→ Given task A
Retype the stretch of the via negativa text from "In the context" through "literally ‘speaking-away’ or ‘unsaying’." word for word.

→ Supplied text
--
ToK Essay Titles May 2020 Prompts 2 & 4 Part 1

ToKTutor • Oct 29, 2019

The ‘negative way’ of describing the divine: Part 1

via negativa
We’ve grown used to thinking about knowledge in binary terms, between which there seem to be sharp defining lines. Knowledge must be made up of ‘descriptions’ of things and ‘explanations’. Claims about the world are thought to be either ‘true’ or ‘false’. We categorise people as having either ‘knowledge’ or ignorance’. And while, sometimes eccentric people come along, like Socrates, and claim that the only thing he knows is that he knows nothing, there is a tradition of thought that exists on the boundary between knowing and not knowing; in a place and time described us ‘unknowing’.

In the context of monotheistic religious thinking – the Christian, Judaic and Islamic ideas of faith – there is a mystical approach to the idea of describing God known as the via negativa or ‘negative way’. There are two key assumptions that set the foundations of this ‘apophatic’ tradition or ‘negative theology’. First, God cannot be known through the limited language and rational mind of humans. We just don’t have the brainpower or words to encapsulate his limitless Being in a comprehensible way. And second, we can only know God’s Being by means of describing what he is ‘not’. The Greek word apophasis means ‘negation’ or in terms of the method of ‘negative theology’, the process by which we start to ‘un-know’ what we think we know about 'God'. Another sense is to think of the expression apo phasis, meaning literally ‘speaking-away’ or ‘unsaying’.

This line of thinking advances as follows. On the one hand, ‘unknowing’ is not the same as ‘not knowing’ or ‘unbelief’. It is an experience of the divine, not a rational or logical mode of arguing someone into a belief in God. To know God is to cleanse the mind of explanations, arguments and persuasions about what he is, in order to reach union with him. On the other hand, ‘unknowing’ is not the same as the ‘absence’ of knowledge since there is an ultimate goal which is to know God. However, to achieve knowledge of God by unknowing means to surrender the self to him. In this surrender, the self isn’t dissolved and doesn't lose its identity, but maintains an enhanced spiritual identity in its mystical union with God. To know God is to let go of one’s self or mind by synchronising it with him.
--
→ Given task B
Count how many lines of the records below contain the string "blue", and reply with that number alone.
--
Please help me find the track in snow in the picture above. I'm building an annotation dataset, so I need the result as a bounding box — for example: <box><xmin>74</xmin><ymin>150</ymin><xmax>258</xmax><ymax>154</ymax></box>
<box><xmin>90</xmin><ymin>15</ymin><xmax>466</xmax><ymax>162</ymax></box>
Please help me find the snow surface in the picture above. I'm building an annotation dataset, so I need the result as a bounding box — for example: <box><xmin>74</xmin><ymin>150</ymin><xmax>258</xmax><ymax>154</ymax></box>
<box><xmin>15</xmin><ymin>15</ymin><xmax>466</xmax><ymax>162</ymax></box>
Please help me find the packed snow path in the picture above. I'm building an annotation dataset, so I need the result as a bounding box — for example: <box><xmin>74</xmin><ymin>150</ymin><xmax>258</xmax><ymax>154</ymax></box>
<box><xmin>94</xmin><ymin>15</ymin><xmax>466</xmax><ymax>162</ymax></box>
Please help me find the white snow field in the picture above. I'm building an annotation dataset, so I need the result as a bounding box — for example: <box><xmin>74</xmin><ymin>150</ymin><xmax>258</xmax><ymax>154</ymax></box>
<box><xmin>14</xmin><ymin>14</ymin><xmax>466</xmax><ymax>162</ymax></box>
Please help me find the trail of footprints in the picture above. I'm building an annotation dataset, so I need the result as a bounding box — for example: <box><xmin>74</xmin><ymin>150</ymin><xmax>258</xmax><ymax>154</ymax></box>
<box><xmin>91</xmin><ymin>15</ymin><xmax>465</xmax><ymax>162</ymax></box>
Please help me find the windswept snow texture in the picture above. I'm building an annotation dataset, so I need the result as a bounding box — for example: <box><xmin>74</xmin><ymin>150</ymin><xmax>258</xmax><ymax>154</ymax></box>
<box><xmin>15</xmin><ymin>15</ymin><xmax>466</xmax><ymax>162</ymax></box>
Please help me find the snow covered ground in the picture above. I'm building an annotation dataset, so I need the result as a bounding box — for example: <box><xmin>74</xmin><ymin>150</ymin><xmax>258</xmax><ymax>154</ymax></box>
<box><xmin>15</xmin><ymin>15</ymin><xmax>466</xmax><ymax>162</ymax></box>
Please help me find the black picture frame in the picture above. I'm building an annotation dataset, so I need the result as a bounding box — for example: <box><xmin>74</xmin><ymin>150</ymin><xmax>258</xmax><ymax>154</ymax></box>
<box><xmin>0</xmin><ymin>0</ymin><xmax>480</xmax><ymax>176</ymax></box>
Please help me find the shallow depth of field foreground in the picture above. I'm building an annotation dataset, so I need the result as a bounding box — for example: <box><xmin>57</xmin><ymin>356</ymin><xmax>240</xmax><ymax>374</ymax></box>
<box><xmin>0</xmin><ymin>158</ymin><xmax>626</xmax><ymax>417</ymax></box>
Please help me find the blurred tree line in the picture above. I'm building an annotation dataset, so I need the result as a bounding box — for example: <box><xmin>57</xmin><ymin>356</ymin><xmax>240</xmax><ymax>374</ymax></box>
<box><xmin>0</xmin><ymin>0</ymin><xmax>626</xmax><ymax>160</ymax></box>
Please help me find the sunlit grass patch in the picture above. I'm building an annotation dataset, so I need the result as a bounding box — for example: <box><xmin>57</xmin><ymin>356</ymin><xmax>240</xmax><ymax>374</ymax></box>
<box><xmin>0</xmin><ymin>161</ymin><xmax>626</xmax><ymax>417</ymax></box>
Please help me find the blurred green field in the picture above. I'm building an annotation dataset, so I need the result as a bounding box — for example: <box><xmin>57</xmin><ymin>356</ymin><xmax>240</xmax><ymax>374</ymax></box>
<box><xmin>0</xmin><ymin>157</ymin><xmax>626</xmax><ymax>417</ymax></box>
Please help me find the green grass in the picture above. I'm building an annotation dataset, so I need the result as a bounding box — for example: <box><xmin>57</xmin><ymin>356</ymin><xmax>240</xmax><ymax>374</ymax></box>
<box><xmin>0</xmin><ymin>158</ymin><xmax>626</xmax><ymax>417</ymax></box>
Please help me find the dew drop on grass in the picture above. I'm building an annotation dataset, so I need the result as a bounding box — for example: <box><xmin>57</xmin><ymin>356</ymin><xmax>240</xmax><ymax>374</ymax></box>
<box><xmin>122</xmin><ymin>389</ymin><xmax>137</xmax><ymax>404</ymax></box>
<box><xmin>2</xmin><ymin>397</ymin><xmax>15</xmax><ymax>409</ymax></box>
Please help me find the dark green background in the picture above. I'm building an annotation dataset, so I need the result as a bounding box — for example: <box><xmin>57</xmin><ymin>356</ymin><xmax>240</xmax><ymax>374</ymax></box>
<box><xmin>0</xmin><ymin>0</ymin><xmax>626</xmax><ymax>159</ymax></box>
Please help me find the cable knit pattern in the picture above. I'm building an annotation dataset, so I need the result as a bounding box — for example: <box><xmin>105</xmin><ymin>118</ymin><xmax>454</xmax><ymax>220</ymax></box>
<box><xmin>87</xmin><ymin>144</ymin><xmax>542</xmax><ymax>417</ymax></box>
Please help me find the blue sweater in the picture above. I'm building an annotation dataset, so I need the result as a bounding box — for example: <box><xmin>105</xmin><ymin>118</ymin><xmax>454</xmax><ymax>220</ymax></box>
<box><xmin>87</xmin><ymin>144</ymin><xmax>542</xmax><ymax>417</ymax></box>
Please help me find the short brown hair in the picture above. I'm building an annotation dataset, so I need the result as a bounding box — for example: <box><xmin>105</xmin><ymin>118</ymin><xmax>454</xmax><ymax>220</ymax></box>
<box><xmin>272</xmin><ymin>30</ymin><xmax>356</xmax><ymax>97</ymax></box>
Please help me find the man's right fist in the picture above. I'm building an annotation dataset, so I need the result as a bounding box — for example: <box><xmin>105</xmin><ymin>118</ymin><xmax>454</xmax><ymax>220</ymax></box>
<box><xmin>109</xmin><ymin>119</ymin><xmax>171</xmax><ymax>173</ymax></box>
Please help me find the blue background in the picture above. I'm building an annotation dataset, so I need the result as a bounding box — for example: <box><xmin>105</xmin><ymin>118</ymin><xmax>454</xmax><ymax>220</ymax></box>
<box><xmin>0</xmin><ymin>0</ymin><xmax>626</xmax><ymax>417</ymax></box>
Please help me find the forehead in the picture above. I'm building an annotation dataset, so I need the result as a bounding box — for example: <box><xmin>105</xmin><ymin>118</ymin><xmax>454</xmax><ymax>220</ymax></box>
--
→ Task output A
In the context of monotheistic religious thinking – the Christian, Judaic and Islamic ideas of faith – there is a mystical approach to the idea of describing God known as the via negativa or ‘negative way’. There are two key assumptions that set the foundations of this ‘apophatic’ tradition or ‘negative theology’. First, God cannot be known through the limited language and rational mind of humans. We just don’t have the brainpower or words to encapsulate his limitless Being in a comprehensible way. And second, we can only know God’s Being by means of describing what he is ‘not’. The Greek word apophasis means ‘negation’ or in terms of the method of ‘negative theology’, the process by which we start to ‘un-know’ what we think we know about 'God'. Another sense is to think of the expression apo phasis, meaning literally ‘speaking-away’ or ‘unsaying’.

→ Task output B
2